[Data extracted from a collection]
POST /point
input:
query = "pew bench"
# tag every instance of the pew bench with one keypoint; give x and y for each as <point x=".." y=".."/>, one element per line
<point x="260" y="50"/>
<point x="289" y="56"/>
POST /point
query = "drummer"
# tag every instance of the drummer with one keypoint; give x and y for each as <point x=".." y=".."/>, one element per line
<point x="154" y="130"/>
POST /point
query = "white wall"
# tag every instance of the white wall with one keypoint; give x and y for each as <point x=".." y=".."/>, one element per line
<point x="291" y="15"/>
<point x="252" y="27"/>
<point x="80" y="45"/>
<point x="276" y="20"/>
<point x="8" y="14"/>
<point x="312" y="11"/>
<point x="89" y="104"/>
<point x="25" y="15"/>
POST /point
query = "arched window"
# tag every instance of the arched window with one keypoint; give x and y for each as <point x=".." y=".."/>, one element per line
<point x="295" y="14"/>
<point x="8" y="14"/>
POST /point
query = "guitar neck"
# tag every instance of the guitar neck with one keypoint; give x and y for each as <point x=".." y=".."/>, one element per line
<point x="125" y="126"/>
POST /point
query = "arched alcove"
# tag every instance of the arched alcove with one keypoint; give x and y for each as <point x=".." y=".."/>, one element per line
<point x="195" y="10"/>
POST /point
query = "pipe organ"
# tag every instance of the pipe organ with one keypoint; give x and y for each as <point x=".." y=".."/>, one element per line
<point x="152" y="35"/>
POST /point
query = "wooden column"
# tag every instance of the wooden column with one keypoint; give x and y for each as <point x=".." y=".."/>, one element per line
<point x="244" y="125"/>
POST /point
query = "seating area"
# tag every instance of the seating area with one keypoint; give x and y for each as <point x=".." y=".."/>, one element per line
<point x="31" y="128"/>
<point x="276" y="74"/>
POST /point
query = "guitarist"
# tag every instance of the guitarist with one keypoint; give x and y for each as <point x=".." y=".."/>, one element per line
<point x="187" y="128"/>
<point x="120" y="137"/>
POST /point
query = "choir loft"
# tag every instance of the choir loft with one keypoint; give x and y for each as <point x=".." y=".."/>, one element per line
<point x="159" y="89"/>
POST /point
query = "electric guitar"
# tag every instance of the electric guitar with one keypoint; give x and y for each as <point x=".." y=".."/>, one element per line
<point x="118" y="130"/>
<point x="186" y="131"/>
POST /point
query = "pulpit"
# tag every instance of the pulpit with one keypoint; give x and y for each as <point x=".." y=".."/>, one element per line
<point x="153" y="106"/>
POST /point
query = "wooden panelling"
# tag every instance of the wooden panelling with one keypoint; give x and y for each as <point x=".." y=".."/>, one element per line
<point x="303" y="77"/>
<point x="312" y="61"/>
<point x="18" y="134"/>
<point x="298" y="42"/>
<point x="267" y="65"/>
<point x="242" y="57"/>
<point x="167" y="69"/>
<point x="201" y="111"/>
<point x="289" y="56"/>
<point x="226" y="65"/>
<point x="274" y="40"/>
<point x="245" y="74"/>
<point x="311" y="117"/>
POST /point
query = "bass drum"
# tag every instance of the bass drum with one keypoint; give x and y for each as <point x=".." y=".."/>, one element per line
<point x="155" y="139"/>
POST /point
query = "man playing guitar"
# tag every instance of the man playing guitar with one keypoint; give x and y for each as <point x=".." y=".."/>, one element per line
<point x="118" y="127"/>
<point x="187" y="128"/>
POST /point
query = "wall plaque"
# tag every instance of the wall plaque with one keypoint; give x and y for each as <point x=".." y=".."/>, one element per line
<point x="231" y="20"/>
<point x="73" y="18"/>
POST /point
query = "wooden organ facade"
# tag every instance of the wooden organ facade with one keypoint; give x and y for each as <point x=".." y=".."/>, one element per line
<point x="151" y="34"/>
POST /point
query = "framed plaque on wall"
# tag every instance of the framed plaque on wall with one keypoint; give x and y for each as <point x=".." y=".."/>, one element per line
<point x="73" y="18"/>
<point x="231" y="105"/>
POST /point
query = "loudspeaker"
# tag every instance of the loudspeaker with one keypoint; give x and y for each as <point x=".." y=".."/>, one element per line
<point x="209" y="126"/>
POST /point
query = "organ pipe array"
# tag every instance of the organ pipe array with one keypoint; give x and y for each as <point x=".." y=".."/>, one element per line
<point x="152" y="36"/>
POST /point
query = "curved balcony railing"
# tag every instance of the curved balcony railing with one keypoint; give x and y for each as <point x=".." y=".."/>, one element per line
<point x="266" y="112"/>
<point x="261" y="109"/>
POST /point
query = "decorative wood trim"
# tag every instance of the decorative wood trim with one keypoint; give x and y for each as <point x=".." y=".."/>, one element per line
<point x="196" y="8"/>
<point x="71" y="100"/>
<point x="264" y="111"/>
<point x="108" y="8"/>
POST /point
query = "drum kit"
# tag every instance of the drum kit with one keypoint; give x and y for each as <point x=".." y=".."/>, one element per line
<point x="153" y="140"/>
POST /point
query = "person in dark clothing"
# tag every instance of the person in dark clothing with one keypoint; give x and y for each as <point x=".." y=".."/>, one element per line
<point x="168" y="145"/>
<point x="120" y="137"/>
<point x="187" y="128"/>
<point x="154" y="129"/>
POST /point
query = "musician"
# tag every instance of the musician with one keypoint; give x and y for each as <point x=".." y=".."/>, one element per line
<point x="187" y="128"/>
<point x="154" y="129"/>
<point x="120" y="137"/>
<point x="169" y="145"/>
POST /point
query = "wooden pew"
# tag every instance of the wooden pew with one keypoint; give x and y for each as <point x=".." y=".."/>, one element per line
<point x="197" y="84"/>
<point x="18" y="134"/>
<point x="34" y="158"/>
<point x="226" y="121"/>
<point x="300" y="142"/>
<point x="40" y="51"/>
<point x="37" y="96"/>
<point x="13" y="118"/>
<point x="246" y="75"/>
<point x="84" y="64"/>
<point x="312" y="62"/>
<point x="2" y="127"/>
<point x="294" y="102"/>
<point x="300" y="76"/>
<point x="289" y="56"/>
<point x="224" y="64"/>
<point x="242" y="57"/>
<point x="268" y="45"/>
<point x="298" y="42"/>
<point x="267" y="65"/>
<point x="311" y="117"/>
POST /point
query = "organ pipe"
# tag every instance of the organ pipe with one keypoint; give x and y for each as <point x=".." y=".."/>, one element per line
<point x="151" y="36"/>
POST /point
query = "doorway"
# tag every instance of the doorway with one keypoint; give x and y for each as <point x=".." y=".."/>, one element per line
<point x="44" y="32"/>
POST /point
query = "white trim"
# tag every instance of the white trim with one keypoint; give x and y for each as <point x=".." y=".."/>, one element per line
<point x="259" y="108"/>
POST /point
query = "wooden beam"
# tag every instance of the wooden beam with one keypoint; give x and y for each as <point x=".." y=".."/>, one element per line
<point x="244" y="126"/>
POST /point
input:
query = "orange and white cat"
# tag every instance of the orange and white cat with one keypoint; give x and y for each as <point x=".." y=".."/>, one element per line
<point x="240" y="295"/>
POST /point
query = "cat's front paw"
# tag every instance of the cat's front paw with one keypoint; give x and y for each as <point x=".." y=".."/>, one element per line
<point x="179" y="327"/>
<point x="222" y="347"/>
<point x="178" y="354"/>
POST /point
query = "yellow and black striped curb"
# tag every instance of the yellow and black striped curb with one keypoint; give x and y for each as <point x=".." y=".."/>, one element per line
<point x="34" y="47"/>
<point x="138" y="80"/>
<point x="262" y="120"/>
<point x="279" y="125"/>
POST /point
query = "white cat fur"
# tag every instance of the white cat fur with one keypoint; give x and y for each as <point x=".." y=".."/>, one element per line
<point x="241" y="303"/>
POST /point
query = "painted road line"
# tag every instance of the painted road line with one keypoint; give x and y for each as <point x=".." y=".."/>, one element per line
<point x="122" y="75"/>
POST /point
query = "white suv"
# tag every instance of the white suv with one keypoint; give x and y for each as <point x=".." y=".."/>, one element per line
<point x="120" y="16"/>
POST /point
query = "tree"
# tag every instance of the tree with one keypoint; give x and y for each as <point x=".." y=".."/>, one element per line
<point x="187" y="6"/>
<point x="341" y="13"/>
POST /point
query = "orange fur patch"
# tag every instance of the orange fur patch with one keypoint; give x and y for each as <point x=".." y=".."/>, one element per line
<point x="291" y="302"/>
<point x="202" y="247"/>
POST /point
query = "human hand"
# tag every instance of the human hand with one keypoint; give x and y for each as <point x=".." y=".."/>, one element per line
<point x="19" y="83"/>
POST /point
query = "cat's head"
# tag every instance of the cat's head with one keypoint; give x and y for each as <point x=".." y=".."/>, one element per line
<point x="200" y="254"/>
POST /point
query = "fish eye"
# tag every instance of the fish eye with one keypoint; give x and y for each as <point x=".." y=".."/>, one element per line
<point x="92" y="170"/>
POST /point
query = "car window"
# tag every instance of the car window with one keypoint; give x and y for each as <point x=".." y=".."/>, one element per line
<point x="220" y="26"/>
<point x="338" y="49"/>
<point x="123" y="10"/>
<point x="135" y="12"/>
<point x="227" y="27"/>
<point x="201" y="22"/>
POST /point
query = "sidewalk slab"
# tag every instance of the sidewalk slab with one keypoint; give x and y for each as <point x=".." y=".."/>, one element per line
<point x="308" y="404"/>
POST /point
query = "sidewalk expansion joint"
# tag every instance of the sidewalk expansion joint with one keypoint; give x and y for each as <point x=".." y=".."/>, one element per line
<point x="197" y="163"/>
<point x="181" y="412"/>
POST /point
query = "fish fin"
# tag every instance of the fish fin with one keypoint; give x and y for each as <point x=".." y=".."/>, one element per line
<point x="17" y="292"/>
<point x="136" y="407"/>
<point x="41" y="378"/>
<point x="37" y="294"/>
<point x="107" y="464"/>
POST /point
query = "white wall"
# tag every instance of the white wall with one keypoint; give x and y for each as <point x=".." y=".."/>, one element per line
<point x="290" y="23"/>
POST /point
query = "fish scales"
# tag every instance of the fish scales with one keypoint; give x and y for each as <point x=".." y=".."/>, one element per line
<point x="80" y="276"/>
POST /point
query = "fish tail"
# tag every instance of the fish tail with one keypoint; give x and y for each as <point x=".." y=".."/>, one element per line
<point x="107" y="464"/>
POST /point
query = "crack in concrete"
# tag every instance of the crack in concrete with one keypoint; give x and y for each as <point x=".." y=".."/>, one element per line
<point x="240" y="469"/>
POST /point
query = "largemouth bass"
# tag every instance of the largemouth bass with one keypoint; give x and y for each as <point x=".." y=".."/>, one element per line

=== Action item ===
Whenever a line in the records above contains the string "largemouth", copy that line.

=== Result of the task ===
query = "largemouth bass"
# tag every instance of the largemouth bass with one keypoint; give x and y for each as <point x=".." y=".."/>, one element per line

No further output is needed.